> _Work instruction_:
Copy every line of the records that includes the word "lowered".

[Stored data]

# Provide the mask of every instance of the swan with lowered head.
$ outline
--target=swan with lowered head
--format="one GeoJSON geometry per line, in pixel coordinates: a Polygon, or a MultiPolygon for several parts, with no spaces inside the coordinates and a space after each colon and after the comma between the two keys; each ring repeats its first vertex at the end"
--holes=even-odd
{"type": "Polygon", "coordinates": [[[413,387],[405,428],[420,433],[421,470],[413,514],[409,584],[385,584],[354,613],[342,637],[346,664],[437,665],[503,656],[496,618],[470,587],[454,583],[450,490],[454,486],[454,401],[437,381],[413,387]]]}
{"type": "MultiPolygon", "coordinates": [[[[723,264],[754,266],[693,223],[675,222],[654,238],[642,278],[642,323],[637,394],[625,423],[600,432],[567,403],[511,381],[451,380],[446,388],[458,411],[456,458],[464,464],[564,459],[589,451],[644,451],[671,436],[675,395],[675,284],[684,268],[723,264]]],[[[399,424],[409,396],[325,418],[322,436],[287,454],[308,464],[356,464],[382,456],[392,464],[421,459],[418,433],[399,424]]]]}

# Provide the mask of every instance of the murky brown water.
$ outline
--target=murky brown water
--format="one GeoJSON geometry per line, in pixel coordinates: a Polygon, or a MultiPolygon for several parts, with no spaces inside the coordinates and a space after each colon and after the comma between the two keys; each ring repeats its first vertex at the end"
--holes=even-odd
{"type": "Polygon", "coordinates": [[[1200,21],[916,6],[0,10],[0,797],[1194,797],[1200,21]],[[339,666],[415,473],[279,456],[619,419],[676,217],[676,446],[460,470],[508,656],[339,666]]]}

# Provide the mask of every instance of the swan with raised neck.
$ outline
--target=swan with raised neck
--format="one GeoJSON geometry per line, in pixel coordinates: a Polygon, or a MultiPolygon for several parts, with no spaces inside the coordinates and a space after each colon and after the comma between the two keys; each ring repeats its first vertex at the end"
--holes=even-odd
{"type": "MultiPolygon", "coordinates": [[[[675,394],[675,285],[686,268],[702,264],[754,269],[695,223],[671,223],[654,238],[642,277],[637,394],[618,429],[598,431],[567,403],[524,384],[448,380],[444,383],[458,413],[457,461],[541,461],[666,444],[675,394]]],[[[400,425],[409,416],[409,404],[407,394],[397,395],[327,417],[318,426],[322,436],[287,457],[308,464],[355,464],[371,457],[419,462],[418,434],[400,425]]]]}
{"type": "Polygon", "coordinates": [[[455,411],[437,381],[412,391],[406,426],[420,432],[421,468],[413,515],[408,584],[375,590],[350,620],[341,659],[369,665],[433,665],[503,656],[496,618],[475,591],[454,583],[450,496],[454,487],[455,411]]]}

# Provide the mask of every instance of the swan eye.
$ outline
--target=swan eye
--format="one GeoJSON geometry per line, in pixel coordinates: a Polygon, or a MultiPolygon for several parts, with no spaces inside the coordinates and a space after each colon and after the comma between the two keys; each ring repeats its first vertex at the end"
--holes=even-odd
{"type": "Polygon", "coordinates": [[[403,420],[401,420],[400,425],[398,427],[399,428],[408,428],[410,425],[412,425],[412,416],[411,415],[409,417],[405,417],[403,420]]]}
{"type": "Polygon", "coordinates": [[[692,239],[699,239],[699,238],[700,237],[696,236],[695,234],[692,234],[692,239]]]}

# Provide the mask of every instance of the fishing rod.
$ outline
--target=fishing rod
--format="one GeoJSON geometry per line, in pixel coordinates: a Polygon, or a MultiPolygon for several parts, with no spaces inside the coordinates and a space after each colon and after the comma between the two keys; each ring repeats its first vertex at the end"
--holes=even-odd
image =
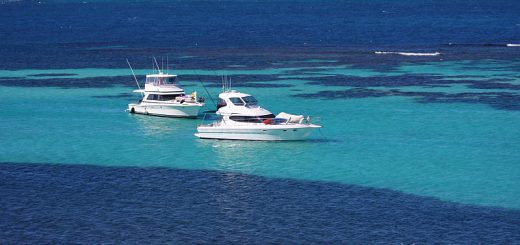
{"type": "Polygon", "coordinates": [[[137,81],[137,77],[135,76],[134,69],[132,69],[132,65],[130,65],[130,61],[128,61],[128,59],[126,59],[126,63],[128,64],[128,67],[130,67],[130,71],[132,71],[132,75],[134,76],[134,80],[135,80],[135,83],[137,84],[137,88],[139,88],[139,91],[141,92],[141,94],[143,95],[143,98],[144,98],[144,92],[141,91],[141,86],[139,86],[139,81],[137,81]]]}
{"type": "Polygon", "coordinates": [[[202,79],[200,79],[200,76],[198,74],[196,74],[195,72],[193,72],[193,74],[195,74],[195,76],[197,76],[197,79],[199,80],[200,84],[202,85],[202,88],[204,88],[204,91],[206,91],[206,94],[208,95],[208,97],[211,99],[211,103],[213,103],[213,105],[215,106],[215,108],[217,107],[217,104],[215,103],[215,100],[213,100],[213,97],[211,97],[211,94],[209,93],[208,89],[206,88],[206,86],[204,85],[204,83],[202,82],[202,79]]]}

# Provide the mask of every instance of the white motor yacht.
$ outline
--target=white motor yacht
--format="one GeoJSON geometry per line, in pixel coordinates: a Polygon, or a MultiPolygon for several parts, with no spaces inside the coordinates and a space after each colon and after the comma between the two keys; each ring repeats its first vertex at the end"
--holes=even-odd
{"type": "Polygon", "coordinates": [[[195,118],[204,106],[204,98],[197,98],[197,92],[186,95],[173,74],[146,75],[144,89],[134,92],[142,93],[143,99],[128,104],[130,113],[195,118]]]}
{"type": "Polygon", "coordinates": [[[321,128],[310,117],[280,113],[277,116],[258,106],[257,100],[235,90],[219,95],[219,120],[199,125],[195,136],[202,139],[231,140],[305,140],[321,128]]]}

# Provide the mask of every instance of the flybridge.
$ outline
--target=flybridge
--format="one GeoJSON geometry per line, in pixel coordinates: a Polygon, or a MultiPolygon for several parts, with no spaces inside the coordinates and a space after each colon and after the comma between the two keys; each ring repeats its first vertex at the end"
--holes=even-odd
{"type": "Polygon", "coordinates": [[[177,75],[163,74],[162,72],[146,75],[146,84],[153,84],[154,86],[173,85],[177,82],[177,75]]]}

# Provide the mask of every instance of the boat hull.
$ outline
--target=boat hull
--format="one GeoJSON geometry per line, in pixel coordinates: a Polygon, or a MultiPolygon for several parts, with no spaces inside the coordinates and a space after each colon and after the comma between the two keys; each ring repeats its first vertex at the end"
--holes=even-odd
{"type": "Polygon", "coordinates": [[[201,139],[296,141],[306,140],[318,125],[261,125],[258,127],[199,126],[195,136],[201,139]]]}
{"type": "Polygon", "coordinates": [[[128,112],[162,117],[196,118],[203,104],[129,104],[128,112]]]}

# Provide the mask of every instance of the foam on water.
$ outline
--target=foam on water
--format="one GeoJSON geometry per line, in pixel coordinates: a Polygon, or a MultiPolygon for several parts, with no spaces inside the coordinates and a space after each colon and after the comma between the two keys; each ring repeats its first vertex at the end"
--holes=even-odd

> _Expected answer_:
# Provide the mask of every instance of the swan with lowered head.
--target=swan with lowered head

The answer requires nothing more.